Exercise brief.
Please transcribe the data that follows exactly as given, leaving out every picture.

[Stored data entries]
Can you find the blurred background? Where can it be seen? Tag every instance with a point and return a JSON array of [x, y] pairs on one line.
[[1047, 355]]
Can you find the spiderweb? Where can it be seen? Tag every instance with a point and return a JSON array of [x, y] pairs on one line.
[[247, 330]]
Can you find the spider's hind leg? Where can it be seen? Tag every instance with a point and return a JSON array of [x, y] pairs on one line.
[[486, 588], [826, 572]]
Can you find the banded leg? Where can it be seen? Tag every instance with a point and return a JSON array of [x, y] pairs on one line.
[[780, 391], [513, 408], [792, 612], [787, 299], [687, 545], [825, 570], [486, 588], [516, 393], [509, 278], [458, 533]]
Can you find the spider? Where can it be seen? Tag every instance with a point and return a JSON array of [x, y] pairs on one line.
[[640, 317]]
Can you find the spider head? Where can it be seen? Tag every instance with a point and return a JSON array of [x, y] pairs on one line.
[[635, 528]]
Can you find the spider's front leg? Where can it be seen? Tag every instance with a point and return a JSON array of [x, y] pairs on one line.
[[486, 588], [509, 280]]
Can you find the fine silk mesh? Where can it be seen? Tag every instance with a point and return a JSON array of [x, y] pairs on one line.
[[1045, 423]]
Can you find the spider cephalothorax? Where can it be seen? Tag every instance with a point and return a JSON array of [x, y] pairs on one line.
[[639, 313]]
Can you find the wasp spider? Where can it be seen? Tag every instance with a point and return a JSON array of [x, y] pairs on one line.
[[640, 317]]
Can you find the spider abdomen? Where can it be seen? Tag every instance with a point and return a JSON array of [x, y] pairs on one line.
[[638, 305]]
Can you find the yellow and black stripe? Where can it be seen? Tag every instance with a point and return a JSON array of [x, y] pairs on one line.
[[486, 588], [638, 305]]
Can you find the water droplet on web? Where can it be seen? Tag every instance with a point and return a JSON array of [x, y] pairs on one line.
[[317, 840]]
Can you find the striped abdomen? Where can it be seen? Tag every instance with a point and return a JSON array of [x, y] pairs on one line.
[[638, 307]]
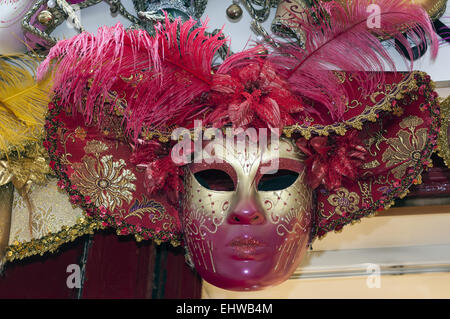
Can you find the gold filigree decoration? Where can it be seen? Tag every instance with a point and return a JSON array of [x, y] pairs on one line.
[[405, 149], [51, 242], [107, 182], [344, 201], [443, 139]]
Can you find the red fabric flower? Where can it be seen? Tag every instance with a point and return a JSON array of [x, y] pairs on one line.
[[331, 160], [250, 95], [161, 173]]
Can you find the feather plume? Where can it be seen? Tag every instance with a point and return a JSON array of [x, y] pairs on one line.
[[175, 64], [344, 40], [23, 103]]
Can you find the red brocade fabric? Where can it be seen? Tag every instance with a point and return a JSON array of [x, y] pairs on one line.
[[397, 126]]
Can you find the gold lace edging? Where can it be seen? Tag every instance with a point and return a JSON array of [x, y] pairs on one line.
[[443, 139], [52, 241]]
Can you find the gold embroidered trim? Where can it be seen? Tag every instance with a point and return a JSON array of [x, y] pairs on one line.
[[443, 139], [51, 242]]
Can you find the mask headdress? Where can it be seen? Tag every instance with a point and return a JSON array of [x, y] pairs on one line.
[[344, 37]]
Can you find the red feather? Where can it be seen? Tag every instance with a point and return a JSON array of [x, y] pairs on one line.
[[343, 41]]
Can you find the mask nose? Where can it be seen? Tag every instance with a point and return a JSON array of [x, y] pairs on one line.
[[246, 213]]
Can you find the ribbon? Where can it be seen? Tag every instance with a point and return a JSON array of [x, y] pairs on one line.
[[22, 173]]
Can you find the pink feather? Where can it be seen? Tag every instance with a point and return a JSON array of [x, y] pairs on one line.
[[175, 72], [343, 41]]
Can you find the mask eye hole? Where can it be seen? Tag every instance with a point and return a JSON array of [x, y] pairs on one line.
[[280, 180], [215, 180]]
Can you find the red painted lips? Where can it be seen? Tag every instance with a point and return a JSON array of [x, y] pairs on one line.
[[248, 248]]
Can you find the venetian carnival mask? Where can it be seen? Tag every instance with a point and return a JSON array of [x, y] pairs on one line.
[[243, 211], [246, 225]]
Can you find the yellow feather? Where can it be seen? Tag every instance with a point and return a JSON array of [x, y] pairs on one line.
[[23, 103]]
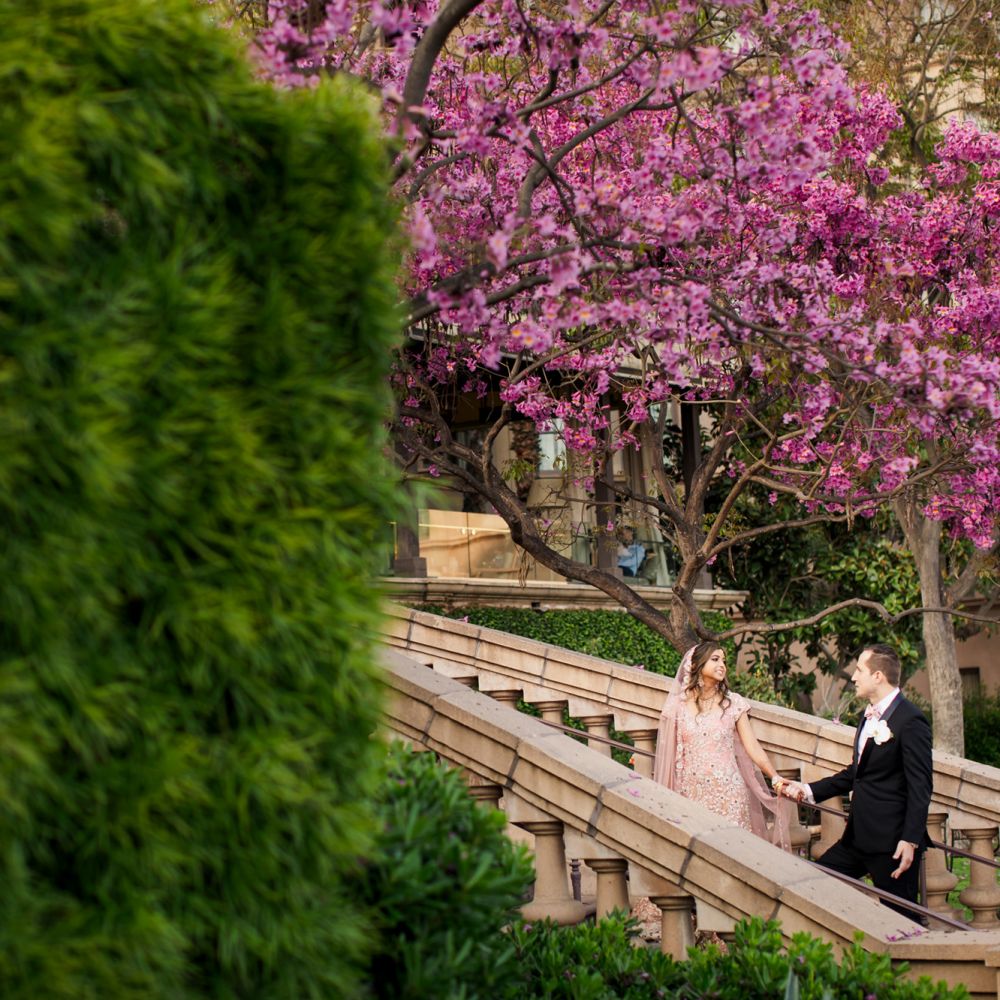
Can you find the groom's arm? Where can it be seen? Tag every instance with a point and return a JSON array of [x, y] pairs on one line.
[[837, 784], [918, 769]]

Task response.
Can you find the blurred background? Where can it be seen? Tag every instance with a point and return a JSON array of [x, y] pairs on one line.
[[1047, 355]]
Can you find the spiderweb? Where can it be seen? Tag every instance with a point and return a JSON array of [x, y] pairs on one line.
[[247, 330]]
Can you find the spider's hind leg? Where can it be seen? Tag every instance with a point and return a JSON array of [x, y] pairs on one line.
[[486, 588], [826, 572]]
Can you find the banded leg? Where can it be seen? Tag every instance with a point and return a JSON array of [x, y] pairs on one line.
[[780, 391], [513, 408], [792, 612], [787, 299], [687, 545], [825, 570], [486, 588], [516, 393], [509, 278], [458, 533]]
Can you find the spider? Where can it be seen? Tag every instance with a point and return a JSON array of [x, y] pairs on one line.
[[640, 317]]
Can you find the spider head? Where can it be seen? Tag every instance with a point and return a JSON array of [x, y] pairs on one line.
[[635, 528]]
Can you find the spider's front leg? Where can it be seen? Tag every instance with a point and return a JSON array of [x, y] pairs on one line.
[[486, 588], [509, 280]]
Can you find the fine silk mesh? Where can it be seen? Tag every instance with a point and return a JSON array of [x, y] pairs on one line.
[[1045, 423]]
Can you find the spider cephalothorax? Where can it be seen? Tag every instance with a point and return a JSON array of [x, y] pairs on one line.
[[639, 313]]
Can you find the wasp spider? Where can it be seen? Tag every instance with a point and return a JSON array of [x, y] pairs on one line.
[[640, 317]]
Can you find the spider abdomen? Where can it be seen? Tag every instance with a point and return a JSON array of [x, y] pairs on one line.
[[638, 305]]
Can you find the yellow and black stripe? Where can it be seen? Tag every instance with a point and return a JSON array of [x, y] pairs on one line.
[[486, 588], [638, 305]]
Can you find the water droplet on web? Where can it be seen? Tag every instance with a point and return a JSON array of [x, y] pairs on one line.
[[317, 840]]
Can you find the striped abdomen? Where can it be seen? Tag every instance with a point and return a JSON array of [x, y] pairs on one line.
[[638, 307]]
Can you find the gold filigree decoration? Where can it be seen? Tag every instance with a point and return a JSON array of [x, y] pairs on one line.
[[405, 149], [51, 242], [107, 182], [344, 201], [443, 139]]
Can you find the red fabric flower? Where can it be seen? Tag every instance with a point and return a JSON array of [x, y] pairs on one line.
[[331, 160], [250, 95], [161, 173]]
Can you find the feather plume? Where can it be seen? Tag every instance with a point and return a JSON array of [x, y] pairs on one line.
[[175, 64], [344, 40], [23, 103]]
Can you find the red brocade fabric? Where can it be seen? Tag every instance with a point and return a JSON array of [x, y] pairs on one line.
[[397, 126]]
Can you find the gold lace edging? Where can it be seen? Tag every instance with a point and return a JSON array of [x, y] pairs on one line.
[[443, 139], [52, 241]]
Can you find the gold embroidered trim? Where can it be seen? Tag every instance with a point and return a JSON array of [x, y] pairs on one line.
[[443, 139], [51, 242]]
Can you find the mask headdress? Where can it be seen? Tag every instance with a point and return a JSON array of [x, y] pairs on one line.
[[344, 37]]
Can you find the red feather? Where can it be seen? Tag every instance with a point and return a JSON array of [x, y] pairs on one line.
[[343, 41]]
Can you find the mask nose? Where can it be seen? Tag every instance with a point and return a JSON array of [x, y] pairs on one line.
[[246, 213]]
Can you find the ribbon? Where can it be seen? Tag every instance with a point and return a JSON array of [x, y] pairs on one line.
[[22, 173]]
Can you find the pink feather? Where can it be seen? Tag every instance with a point and return a JSON array of [x, y] pairs on one line.
[[175, 72], [343, 41]]
Can you find the mask eye hole? Where can it be seen? Tag every instance with a point and return a JSON array of [x, y] pairs on one line.
[[280, 180], [215, 180]]
Can you find the red painted lips? Where can it be seen? Tag every instance with a point and return a JSON array of [x, y] pairs on one line.
[[248, 248]]
Can you find the venetian carnival mask? Where can it be seen? Tag every instance with a point and return a JSON array of [x, y] pairs on one line.
[[243, 211], [246, 225]]
Can you find the yellow feather? Where can it be seen? Tag every instance with a point and return a JSON array of [x, y] pairs on one line.
[[23, 103]]
Can you find the groom's arm? Where can it be seen? Tag every instance with a point and return a JSON array of [x, y] pairs on one line.
[[837, 784], [918, 769]]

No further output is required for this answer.